(Given task) Please report every line in the items below that contains the string "light". Case counts, so a line counts only if its letters match in case.

(Extracted records)

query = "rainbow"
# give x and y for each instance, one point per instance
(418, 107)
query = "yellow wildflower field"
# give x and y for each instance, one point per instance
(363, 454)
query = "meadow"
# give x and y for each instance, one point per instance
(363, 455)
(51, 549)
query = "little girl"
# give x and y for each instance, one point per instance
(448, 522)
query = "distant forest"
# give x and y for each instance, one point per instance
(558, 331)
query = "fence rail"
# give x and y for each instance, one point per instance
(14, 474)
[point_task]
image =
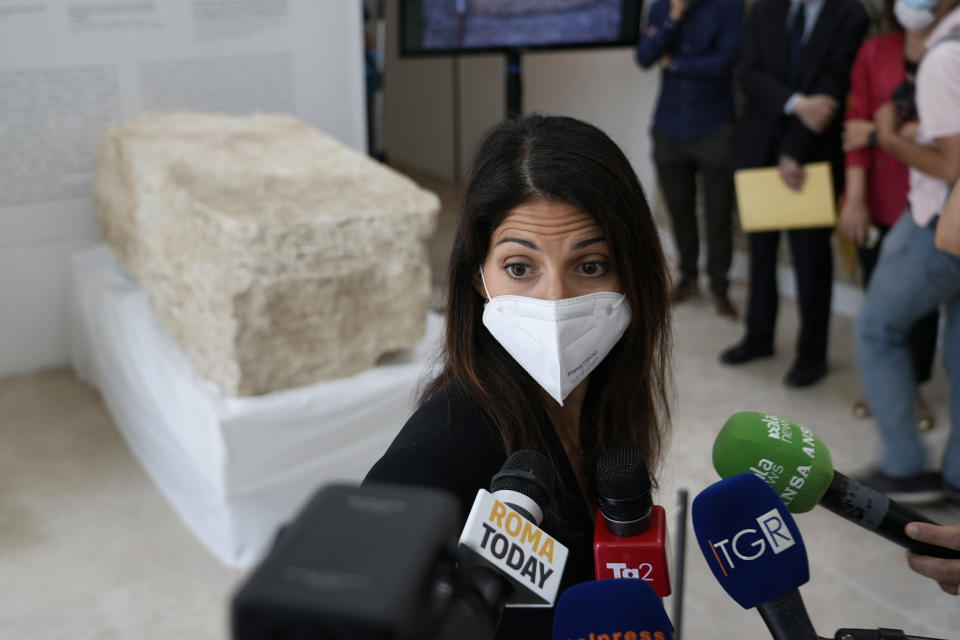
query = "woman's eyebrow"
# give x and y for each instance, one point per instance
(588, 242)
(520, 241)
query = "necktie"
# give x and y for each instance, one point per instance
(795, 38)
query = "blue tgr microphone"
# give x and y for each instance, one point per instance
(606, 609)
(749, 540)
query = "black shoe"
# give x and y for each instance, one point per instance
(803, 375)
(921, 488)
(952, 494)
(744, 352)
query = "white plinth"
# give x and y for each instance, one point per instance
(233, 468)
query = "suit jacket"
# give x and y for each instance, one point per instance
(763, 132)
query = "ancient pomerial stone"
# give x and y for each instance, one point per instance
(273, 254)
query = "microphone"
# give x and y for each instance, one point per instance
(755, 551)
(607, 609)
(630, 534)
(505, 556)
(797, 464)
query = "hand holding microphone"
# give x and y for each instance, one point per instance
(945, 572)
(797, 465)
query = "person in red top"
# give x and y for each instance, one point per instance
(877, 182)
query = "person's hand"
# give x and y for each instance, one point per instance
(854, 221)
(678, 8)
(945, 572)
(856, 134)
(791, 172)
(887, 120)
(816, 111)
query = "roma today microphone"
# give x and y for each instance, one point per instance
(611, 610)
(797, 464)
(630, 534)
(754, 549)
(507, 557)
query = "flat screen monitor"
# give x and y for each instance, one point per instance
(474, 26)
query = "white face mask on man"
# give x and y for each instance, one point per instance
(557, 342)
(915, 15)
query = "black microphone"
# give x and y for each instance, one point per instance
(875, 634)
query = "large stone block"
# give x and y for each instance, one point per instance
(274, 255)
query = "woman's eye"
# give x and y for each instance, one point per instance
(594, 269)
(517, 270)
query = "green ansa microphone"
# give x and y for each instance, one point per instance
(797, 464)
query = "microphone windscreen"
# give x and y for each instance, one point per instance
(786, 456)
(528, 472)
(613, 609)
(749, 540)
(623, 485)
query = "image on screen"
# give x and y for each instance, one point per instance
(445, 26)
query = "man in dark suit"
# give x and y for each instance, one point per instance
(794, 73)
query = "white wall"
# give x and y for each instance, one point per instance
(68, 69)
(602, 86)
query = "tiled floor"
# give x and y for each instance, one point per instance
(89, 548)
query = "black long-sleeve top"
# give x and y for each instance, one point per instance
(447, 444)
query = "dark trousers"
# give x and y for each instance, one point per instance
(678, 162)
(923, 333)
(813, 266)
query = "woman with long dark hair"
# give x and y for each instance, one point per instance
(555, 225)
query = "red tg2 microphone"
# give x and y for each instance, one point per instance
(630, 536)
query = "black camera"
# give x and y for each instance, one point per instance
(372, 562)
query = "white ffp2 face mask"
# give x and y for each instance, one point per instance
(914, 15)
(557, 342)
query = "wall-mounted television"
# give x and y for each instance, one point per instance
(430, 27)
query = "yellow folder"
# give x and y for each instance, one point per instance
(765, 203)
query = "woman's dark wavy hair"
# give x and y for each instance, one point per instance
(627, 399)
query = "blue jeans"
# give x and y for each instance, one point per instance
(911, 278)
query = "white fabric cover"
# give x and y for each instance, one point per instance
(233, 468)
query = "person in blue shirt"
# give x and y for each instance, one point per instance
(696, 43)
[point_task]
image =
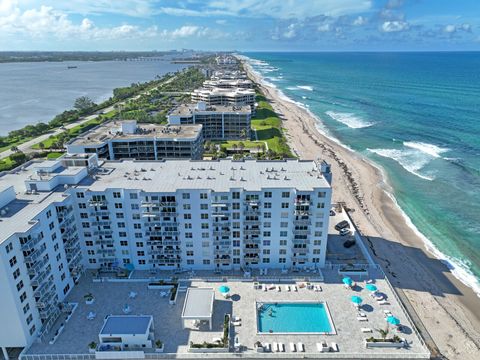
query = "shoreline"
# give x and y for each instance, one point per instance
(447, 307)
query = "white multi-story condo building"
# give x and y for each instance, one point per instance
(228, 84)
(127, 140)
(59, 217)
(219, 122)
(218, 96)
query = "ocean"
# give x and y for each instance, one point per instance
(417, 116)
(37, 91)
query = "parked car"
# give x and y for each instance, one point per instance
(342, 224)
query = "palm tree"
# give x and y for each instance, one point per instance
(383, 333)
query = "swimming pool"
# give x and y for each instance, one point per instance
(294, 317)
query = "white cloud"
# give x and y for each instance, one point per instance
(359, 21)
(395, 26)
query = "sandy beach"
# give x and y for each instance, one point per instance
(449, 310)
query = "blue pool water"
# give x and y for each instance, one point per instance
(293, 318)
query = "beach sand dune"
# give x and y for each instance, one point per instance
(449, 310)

* * *

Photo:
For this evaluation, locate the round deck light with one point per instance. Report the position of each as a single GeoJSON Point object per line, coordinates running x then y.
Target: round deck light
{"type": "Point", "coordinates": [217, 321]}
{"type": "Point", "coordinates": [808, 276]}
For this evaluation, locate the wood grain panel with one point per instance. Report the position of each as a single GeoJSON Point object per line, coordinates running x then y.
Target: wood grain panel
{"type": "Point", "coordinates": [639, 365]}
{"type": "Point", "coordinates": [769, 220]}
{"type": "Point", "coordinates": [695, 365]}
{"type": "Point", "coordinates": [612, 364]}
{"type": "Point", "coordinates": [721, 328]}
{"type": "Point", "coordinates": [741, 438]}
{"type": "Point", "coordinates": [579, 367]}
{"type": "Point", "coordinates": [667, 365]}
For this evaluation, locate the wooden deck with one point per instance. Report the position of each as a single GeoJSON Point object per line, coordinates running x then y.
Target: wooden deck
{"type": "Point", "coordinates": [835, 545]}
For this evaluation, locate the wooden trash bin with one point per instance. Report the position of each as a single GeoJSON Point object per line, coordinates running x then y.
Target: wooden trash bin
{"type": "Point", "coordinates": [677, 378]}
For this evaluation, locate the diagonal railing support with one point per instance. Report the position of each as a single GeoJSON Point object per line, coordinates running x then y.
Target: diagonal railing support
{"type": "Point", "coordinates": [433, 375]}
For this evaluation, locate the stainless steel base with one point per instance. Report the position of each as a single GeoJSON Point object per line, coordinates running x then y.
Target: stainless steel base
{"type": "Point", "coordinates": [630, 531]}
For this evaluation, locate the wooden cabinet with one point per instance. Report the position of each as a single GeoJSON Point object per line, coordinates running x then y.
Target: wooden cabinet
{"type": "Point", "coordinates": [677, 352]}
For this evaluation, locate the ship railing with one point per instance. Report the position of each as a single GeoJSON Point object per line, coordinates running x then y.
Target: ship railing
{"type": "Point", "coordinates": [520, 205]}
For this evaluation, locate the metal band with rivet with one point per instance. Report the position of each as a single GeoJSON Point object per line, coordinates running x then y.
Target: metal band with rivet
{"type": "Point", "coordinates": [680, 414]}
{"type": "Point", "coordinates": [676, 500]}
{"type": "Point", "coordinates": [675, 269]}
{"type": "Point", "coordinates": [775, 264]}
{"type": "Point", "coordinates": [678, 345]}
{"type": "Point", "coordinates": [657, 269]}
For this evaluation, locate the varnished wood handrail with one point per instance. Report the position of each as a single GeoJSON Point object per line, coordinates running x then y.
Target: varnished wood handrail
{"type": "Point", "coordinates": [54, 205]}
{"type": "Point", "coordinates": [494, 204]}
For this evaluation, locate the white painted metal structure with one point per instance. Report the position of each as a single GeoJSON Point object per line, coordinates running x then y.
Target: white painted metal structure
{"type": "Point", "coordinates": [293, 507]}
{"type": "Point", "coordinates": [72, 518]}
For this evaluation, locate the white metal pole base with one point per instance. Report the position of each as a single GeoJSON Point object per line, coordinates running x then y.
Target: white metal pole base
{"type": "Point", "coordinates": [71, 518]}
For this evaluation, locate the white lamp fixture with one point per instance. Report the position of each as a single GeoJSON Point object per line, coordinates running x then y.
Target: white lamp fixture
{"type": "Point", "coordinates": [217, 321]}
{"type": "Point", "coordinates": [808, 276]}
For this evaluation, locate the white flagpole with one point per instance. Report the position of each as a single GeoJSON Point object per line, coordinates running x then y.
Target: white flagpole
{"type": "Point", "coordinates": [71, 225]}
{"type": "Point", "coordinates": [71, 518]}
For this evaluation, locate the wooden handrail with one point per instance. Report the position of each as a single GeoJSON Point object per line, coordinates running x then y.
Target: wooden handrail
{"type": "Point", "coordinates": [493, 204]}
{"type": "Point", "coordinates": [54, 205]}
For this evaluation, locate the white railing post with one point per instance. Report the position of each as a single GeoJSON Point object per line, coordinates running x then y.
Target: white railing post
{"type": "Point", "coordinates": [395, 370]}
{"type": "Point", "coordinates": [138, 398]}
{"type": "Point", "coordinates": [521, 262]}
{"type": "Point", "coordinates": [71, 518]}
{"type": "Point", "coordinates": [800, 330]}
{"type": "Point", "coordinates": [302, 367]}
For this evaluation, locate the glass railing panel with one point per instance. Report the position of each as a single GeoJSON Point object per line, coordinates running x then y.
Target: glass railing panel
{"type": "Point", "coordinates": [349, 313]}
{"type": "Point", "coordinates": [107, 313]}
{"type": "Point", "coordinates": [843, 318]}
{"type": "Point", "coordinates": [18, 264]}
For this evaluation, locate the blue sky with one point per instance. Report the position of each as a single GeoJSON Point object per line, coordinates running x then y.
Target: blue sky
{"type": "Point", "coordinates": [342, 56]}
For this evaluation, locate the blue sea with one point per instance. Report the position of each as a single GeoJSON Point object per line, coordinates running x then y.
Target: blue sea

* * *

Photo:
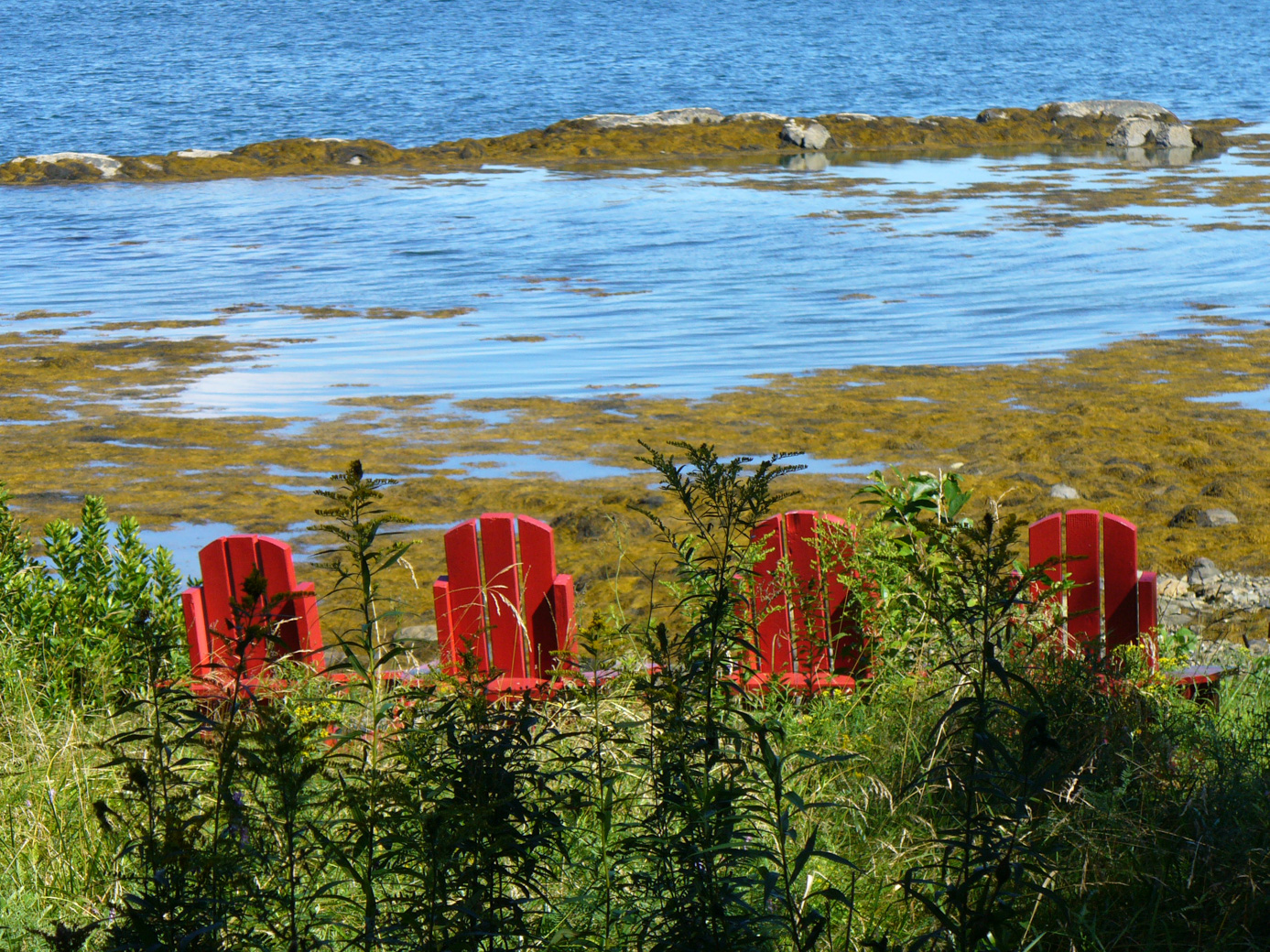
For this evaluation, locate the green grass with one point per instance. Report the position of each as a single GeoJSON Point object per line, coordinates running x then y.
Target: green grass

(Solution for this task)
For this evaluation, locate the round deck light with one point per instance. Report the position of each as a single GeoJSON Point object per line, coordinates running x then y.
Target: round deck light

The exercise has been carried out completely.